__Excerpt provided__:
☆ ☆ ☆

In rural communities across Ghana, expectant mothers struggle to access affordable and convenient prenatal care, increasing the risk of maternal and newborn deaths. Dora Manwuro, a 29-year-old mother of three, knows this all too well.
Living in Amanase, a remote village in the Ayensuano District of the Eastern Region, Dora had been paying GHC30 for every ultrasound scan during her pregnancy and had to travel to Suhum or Asuboi for the service. Many expectant mothers across Ghana face similar healthcare challenges.
However, an initiative by the Vodafone Ghana Foundation has been changing the game since 2015. Through the Rural Ultrasound Scan Programme, pregnant women in remote villages across the country can access free mobile ultrasound services. To date, the programme has helped provide free ultrasound scans to over 20,000 pregnant women.
Dora became intrigued when she heard through her community’s information centre that the programme would provide free ultrasound scan services for pregnant women in her community, and she decided to take part.
Her decision turned out to be well-timed.
“When I got to the health centre, I was registered and given a sheet and number,” Dora said. “The midwives gave education on the four-star diets. I was then ushered into the scan room where I had my scan done. I saw my baby, and the report was given to me. We were also given snacks.”

☆ ☆ ☆

__Data records__:
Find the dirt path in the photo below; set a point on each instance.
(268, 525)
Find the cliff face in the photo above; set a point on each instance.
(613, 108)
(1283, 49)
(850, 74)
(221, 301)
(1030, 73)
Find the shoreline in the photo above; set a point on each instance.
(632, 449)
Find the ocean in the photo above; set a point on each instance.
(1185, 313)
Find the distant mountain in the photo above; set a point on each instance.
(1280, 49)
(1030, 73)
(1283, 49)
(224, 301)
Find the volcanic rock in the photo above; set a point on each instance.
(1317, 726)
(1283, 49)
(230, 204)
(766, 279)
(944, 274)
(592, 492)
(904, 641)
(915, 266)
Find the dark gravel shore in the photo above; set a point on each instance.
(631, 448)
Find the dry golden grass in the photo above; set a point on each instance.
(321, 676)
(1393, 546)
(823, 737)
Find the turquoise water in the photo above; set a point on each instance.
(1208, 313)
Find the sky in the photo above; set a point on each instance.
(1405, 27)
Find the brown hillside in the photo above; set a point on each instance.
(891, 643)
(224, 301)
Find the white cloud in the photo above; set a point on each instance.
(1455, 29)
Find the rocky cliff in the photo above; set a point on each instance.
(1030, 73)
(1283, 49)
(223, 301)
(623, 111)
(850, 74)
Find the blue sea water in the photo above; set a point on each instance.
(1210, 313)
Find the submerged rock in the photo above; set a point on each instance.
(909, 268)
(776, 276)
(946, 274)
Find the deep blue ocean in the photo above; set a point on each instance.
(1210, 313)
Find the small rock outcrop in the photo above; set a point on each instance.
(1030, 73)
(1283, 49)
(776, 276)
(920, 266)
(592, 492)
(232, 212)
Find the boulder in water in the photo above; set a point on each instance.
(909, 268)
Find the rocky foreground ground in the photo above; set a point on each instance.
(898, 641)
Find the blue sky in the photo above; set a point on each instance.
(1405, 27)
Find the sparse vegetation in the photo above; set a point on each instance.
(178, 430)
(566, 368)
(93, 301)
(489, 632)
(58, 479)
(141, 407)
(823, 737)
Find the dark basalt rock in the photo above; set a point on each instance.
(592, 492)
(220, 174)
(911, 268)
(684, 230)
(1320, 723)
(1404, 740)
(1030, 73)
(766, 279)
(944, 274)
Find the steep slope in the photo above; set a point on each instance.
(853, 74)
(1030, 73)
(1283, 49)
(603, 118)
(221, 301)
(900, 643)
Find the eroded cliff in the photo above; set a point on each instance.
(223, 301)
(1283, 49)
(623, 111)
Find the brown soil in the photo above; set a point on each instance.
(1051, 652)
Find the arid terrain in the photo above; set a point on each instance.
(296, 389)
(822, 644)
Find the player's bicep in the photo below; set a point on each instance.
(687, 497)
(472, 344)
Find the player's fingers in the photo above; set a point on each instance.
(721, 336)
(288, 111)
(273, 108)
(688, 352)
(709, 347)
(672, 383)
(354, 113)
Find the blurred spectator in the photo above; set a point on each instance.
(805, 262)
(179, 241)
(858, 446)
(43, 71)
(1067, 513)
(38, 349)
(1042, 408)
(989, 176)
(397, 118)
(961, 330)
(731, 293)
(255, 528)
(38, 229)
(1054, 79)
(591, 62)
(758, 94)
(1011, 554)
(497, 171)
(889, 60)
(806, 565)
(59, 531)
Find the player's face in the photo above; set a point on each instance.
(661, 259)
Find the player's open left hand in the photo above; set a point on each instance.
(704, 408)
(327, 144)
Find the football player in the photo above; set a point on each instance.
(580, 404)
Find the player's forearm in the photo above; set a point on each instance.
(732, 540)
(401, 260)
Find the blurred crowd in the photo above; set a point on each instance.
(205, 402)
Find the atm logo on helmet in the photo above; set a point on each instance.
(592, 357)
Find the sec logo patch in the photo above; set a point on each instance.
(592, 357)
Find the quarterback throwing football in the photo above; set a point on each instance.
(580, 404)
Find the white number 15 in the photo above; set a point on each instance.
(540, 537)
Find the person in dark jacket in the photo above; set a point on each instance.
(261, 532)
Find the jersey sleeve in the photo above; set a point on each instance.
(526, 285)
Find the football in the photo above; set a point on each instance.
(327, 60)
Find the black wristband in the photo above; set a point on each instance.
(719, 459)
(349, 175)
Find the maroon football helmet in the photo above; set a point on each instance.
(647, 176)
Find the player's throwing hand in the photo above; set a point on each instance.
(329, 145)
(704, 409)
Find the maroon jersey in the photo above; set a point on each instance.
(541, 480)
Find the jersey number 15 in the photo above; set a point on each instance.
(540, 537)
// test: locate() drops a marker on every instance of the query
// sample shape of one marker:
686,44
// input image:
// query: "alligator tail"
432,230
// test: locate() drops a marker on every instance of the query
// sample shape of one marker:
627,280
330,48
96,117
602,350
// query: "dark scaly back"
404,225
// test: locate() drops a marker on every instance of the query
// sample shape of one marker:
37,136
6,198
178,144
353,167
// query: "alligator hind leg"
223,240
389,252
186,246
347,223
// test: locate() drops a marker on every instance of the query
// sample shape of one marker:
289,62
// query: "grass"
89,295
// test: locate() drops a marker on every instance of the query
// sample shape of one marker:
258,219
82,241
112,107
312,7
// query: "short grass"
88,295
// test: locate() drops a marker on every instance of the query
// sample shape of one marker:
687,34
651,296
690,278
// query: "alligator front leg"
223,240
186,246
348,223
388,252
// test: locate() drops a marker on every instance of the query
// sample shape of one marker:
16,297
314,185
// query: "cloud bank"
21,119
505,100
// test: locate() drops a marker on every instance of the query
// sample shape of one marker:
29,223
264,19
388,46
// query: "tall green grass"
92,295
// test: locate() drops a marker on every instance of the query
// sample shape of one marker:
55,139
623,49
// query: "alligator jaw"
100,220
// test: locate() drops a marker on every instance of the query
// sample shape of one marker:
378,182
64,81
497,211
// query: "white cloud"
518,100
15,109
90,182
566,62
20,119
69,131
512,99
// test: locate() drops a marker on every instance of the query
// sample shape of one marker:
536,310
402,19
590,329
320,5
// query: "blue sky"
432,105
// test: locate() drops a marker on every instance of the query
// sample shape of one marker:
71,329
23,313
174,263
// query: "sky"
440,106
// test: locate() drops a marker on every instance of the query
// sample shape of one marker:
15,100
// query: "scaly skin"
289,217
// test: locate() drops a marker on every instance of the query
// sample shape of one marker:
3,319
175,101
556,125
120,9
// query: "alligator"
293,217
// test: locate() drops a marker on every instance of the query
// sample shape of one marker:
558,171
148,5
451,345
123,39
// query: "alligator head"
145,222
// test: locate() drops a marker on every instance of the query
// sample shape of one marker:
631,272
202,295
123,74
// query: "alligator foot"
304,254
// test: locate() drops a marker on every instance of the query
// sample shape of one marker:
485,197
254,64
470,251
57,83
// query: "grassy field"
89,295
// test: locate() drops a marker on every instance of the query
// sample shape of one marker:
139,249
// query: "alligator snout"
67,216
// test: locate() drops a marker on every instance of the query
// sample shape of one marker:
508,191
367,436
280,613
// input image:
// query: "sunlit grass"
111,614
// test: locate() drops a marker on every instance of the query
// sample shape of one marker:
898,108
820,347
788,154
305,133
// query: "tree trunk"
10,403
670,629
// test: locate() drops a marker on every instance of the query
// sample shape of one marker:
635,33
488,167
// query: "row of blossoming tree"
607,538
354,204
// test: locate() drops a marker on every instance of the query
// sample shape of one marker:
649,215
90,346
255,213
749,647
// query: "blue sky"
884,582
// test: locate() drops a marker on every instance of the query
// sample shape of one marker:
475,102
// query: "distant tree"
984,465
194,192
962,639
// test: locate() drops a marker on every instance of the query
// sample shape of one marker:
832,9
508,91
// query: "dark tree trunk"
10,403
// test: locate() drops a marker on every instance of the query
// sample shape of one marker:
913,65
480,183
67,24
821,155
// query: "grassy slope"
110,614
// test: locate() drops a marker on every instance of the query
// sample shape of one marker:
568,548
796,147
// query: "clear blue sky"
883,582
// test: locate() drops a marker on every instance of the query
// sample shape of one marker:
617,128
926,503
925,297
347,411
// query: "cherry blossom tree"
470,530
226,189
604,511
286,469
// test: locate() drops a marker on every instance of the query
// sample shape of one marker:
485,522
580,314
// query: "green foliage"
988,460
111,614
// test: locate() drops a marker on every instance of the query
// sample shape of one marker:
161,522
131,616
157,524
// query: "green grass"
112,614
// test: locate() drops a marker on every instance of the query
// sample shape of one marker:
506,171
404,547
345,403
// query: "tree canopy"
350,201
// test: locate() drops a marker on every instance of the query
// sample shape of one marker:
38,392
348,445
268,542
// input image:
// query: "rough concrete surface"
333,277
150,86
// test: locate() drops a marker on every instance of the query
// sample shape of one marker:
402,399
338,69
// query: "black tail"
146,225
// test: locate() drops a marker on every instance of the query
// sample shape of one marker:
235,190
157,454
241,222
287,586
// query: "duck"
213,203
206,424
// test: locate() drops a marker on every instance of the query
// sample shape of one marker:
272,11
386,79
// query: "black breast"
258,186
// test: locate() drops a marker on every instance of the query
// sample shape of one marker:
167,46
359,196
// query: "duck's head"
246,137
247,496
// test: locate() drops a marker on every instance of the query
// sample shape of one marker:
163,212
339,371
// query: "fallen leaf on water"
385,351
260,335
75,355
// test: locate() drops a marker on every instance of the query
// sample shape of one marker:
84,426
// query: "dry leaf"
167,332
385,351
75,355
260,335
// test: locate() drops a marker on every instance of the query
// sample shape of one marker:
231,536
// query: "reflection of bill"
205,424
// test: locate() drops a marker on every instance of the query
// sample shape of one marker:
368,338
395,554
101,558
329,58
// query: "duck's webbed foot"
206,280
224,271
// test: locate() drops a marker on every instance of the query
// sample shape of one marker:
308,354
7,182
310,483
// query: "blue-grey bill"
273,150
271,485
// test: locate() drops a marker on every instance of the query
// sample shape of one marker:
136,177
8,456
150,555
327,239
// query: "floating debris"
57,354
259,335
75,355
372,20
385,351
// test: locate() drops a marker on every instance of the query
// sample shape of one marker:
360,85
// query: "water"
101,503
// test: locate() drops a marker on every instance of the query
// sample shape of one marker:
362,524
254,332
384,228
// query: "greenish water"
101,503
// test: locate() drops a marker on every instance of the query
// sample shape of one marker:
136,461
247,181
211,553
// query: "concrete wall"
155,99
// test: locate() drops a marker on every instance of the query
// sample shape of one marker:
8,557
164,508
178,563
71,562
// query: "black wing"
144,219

☆ ☆ ☆

__Problem set__:
1. List every place name that appears in the article on free ultrasound scans in rural Ghana.
2. Continue the article on free ultrasound scans in rural Ghana from the point where it stops.
These lines have no role in the work here.

__Task-by-task outputs__:
1. Ghana, Amanase, Ayensuano District, Eastern Region, Suhum, Asuboi

2.
However, just minutes after receiving her scan, Dora began experiencing cramps in her abdomen. The midwives who were present quickly assessed her and said labour had started. They rushed her to the ward where, shortly after, she gave birth to a bouncing baby boy.
“It was like a miracle to me,” Dora says. “If not for the scan programme, I would have had to pay for transportation to the clinic, and I may have arrived late because my husband was not around.”
“They gave me all the necessary support during the programme, and I heard this was the first time this has happened during a scan service by Vodafone,” she said happily.
This initiative is also in line with Vodafone Ghana’s “Inclusion for All” purpose pillar, which aims to make the benefits of digital society accessible to all. The provision of free ultrasounds is a step towards addressing the needs of pregnant, underserved women while harnessing the power of portable, life-saving technology.
Patricia Obo-Nai, CEO of Vodafone Ghana, emphasised the importance of partnerships in accelerating access to digital healthcare in Ghana, saying, “We believe that no woman should die during childbirth, and we are committed to leveraging technology to reduce maternal and neonatal mortality rates in Ghana.”
For Dora, the Rural Ultrasound Scan programme has had a significant impact on her life, and she recommends it to all pregnant women. “The services are free, and the staff are friendly as well,” she said. “You get answers to all your questions and get snacks after the programme.”
With initiatives like the Rural Ultrasound Scan programme, Vodafone Ghana is taking important steps to address the healthcare challenges facing underserved communities in Ghana and ensure that no mother or child is left behind.